Problem requirements:
Each line from the one containing "Task: the component shall indicate the vertical" onward, through the end of the entries, is to be transcribed exactly; nothing else is to be included.

Start of Block

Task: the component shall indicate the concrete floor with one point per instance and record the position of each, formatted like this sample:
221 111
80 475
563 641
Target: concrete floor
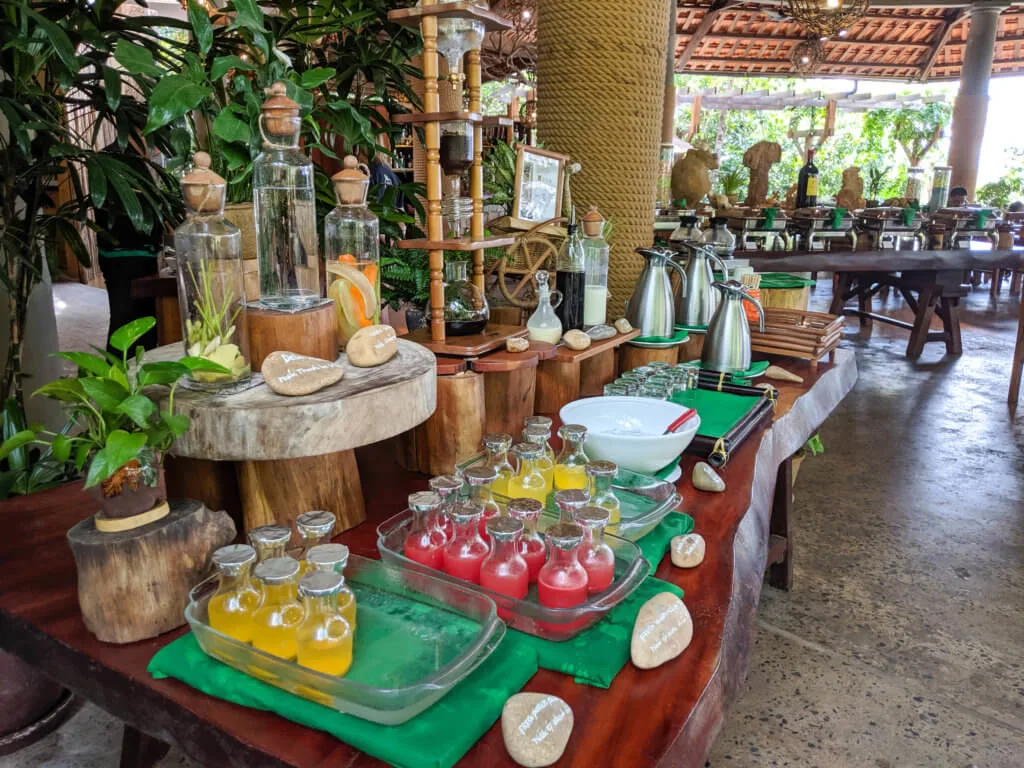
902 642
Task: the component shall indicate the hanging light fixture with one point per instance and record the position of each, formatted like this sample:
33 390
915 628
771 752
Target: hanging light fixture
826 17
807 55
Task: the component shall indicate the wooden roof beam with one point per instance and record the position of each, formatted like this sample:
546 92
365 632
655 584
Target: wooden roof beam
940 41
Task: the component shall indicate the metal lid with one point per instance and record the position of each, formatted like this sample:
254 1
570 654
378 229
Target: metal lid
276 570
602 469
318 523
526 509
480 474
269 535
504 528
466 511
564 535
446 484
572 431
424 501
233 556
321 584
592 517
328 556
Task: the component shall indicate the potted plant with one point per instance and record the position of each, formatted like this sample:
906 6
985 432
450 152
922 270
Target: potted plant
119 435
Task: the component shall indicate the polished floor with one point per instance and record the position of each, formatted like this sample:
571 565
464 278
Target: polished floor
902 642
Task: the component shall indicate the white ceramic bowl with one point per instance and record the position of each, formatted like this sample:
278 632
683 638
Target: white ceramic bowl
628 430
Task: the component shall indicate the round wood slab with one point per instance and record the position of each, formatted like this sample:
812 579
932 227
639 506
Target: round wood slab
367 406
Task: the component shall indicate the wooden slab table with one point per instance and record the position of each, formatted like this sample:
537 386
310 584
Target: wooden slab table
670 716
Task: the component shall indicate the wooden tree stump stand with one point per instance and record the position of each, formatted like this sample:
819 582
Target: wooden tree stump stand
134 585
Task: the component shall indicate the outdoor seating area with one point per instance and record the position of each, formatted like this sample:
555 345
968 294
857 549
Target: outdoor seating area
438 383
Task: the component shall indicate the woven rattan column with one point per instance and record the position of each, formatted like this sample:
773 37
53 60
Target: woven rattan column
600 82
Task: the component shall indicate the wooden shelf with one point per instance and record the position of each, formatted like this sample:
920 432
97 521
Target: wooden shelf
416 118
462 9
466 244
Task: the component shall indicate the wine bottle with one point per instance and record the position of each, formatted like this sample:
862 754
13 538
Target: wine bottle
807 183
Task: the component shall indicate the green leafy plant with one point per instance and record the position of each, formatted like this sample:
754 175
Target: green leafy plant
114 420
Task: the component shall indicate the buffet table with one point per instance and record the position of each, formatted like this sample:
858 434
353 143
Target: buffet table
40 620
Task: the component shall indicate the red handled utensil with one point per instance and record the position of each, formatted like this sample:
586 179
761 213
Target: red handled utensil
674 427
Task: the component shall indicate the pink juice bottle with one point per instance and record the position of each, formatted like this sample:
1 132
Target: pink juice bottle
448 487
562 582
425 542
596 556
504 569
530 544
480 479
465 553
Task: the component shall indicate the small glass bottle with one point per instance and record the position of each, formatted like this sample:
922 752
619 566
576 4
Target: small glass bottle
211 278
498 446
602 474
351 246
529 482
570 279
324 640
465 553
544 324
334 557
595 254
504 569
448 487
285 207
562 582
569 502
570 466
531 546
480 479
314 527
542 436
595 555
425 541
280 612
720 239
269 541
231 606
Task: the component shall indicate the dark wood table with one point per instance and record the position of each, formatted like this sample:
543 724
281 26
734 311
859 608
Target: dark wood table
670 716
931 282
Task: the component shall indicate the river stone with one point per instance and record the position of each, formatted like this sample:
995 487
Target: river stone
371 346
536 728
706 478
662 632
687 551
293 375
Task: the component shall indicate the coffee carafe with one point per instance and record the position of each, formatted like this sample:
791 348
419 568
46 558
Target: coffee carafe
651 308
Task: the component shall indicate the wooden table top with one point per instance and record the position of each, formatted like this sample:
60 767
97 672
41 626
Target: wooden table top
667 716
886 261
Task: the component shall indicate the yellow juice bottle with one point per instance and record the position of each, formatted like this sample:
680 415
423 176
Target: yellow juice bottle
280 612
231 606
325 637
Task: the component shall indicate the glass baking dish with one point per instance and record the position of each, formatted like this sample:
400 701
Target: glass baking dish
417 636
644 501
527 614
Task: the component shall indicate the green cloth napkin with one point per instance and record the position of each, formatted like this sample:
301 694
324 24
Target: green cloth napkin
435 738
597 654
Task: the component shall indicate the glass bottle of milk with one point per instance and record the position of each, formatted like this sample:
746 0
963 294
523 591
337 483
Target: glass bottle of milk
544 324
595 251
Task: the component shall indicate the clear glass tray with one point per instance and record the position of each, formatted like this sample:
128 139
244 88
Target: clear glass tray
527 614
417 636
645 501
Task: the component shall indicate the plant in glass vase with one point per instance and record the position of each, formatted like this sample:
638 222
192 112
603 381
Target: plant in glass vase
118 430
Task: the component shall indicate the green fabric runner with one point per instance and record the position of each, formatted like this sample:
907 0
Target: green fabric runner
435 738
596 655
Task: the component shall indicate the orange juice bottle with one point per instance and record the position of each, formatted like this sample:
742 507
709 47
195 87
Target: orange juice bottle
231 606
280 612
324 640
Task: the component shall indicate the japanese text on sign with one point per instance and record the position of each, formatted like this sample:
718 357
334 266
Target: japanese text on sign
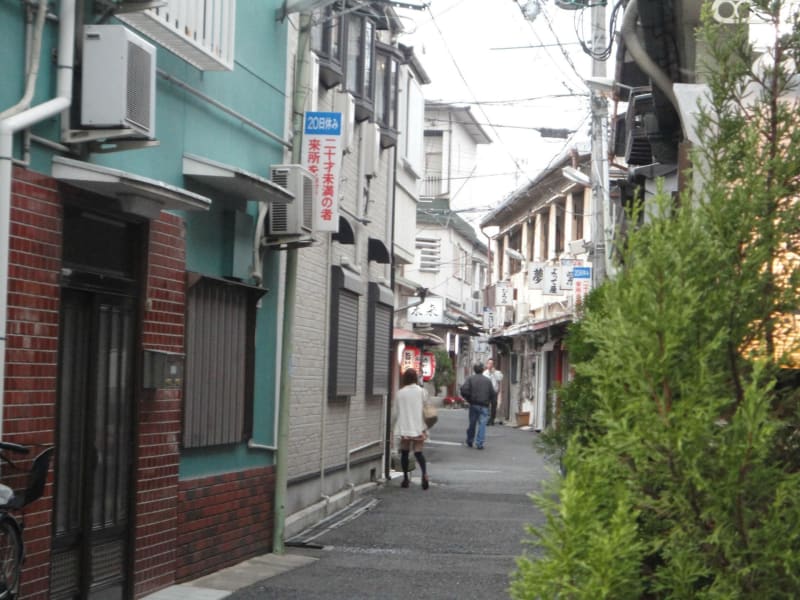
322 135
504 294
430 311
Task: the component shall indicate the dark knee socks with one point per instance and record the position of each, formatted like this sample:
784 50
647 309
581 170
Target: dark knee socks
420 461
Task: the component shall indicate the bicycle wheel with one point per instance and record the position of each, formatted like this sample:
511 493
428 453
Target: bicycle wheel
10 556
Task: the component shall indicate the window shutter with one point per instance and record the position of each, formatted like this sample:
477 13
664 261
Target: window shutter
379 339
343 360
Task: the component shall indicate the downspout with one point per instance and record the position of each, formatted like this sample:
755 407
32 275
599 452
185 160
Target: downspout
290 294
640 56
392 371
8 127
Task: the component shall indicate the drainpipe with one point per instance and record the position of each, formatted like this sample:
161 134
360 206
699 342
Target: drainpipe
8 127
290 294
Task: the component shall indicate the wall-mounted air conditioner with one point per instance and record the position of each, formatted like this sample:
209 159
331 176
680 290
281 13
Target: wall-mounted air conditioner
118 85
343 102
296 217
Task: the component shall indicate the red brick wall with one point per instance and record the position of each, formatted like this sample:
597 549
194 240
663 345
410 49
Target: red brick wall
32 348
223 520
31 371
160 414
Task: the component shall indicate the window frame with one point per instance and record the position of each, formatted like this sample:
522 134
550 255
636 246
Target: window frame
206 431
328 43
378 377
387 99
342 360
359 65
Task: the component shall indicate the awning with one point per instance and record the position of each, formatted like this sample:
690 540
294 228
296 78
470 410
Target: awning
234 182
130 193
377 251
345 235
405 335
523 328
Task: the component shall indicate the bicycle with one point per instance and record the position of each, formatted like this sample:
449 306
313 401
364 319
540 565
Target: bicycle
12 549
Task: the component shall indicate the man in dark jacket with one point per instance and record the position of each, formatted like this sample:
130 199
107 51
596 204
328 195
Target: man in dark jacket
478 391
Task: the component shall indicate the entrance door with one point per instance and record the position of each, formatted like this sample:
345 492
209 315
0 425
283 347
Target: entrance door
94 454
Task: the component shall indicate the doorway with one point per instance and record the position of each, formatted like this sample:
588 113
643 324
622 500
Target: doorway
95 409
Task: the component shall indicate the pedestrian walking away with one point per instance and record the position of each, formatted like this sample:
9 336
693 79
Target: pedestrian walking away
496 377
409 424
478 391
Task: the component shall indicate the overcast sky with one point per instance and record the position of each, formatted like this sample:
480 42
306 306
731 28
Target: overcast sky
517 76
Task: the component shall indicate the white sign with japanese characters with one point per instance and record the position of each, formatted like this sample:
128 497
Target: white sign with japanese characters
582 280
430 311
504 294
551 284
536 276
488 318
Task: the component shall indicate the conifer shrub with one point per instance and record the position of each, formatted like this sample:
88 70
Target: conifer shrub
682 468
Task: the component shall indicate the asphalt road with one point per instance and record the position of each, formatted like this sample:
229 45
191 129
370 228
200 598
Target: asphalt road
457 540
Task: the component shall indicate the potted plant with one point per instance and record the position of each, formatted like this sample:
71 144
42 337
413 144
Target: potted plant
445 375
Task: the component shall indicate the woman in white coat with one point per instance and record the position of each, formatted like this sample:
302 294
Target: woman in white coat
409 424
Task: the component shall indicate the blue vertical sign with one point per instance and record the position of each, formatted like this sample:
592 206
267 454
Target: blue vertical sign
322 156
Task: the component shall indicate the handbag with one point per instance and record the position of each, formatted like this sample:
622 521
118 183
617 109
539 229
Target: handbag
429 414
395 462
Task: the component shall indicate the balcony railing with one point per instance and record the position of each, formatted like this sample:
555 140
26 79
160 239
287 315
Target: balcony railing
201 32
433 186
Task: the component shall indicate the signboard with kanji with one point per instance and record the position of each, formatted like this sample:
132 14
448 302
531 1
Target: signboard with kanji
582 282
551 284
428 366
536 276
430 311
488 318
504 294
566 274
412 359
322 156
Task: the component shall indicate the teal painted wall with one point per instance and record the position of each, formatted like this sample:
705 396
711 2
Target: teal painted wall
217 241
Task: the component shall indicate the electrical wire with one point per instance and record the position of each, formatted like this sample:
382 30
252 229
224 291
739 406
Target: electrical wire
469 87
605 53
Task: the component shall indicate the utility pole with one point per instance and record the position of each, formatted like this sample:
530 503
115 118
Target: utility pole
602 219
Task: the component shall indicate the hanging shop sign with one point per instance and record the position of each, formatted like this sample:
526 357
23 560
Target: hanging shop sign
430 311
412 359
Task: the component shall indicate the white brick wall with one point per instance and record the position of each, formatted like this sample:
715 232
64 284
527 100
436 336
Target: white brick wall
359 420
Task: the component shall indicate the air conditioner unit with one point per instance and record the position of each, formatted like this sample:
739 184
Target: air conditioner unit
294 218
343 102
118 86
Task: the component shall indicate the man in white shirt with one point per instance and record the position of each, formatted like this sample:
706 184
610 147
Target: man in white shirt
497 378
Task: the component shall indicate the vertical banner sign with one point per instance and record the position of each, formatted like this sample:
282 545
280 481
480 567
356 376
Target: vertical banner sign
551 284
582 280
488 318
566 273
504 294
322 156
536 276
428 366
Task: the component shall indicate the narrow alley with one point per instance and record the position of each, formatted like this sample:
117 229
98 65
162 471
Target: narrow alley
458 539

End of Block

Output for this exercise:
Task: the component shall indicate the vertical banner sign with one point per instance and record the position of each, formatted like this sample:
282 545
280 481
480 567
356 376
Target: vertical banner sign
551 284
582 280
488 318
566 273
504 294
322 156
536 276
428 366
Task: the component shall indicate the narrow alley with one point per instance and record the position of each, formatted like this sample:
117 229
98 65
162 471
Target: narrow alley
458 539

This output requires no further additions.